== Exercise requirements ==
Rewrite the lines below as a JSON list of strings, one string per line and no blank lines, covering only the stretch from the line containing "Thank you for this photo. Would you kindly tag the white" through the end.

== Records for the task ==
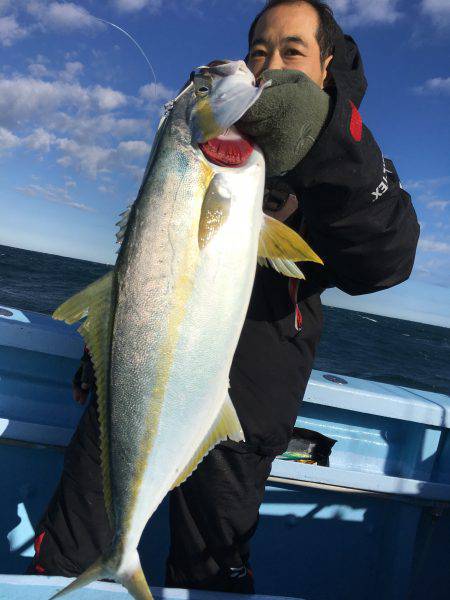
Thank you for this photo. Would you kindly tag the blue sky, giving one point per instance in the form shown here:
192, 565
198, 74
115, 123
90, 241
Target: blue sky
78, 111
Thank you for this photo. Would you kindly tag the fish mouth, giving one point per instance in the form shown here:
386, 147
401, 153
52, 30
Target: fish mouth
231, 149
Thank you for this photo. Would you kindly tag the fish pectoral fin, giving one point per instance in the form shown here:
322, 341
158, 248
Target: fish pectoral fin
281, 247
226, 425
94, 302
215, 210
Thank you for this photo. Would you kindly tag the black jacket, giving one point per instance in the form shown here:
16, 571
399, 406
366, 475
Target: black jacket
357, 217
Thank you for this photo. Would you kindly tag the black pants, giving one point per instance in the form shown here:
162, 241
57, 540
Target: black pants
213, 516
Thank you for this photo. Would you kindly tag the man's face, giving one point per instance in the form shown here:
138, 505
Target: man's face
285, 38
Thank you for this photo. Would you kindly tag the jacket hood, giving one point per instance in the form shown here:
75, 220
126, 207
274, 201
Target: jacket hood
347, 69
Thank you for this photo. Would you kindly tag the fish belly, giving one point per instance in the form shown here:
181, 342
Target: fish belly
198, 380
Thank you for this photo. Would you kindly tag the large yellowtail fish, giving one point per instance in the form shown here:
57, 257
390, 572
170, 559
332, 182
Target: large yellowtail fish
163, 326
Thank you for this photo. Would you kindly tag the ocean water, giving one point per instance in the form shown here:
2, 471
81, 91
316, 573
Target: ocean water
355, 344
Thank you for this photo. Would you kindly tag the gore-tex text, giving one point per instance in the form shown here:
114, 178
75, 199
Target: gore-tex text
384, 185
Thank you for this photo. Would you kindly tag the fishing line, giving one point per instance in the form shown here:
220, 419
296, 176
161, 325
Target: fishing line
138, 46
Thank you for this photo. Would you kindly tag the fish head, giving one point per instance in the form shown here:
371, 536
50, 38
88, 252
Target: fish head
222, 94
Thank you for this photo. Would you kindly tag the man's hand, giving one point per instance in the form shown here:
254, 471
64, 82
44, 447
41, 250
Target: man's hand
80, 394
287, 119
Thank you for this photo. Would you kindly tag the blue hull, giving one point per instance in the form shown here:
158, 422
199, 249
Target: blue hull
375, 524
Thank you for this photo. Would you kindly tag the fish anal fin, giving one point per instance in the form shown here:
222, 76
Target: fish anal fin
226, 425
137, 585
282, 247
95, 303
96, 571
215, 210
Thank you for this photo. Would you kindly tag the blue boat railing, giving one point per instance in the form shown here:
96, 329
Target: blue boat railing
376, 520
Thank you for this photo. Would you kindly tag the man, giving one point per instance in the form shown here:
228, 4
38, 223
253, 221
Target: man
329, 180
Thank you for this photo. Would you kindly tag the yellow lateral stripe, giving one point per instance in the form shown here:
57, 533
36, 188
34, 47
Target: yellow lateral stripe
182, 290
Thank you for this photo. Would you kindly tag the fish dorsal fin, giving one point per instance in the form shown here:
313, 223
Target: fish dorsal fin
215, 210
94, 302
225, 426
122, 224
281, 247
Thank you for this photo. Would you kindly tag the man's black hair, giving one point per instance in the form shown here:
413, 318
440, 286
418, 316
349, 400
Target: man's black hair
326, 33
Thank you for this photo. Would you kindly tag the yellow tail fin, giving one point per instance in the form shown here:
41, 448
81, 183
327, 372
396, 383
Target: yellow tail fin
131, 577
281, 247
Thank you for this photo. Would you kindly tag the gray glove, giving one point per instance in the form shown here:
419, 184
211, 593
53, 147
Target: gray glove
287, 119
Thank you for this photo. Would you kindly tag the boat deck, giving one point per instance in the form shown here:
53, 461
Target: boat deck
42, 588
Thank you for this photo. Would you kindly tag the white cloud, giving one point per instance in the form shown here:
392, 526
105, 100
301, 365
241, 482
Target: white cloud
440, 205
71, 71
108, 99
134, 148
7, 139
432, 245
93, 159
38, 70
40, 140
353, 13
91, 128
438, 10
63, 16
136, 5
25, 98
10, 30
51, 193
4, 6
436, 85
155, 93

== Completed task ==
[
  "Thank you for this photo. Would you kindly tag the white cloud, giving one point per instance in the form shown here:",
  "392, 526",
  "105, 100",
  "301, 365",
  "241, 482",
  "Target: white cloud",
  "440, 205",
  "71, 71",
  "108, 99",
  "134, 148",
  "7, 139",
  "432, 245",
  "93, 159",
  "38, 70",
  "40, 140",
  "353, 13",
  "91, 128",
  "438, 10",
  "63, 16",
  "136, 5",
  "25, 98",
  "10, 30",
  "51, 193",
  "4, 6",
  "436, 85",
  "155, 93"
]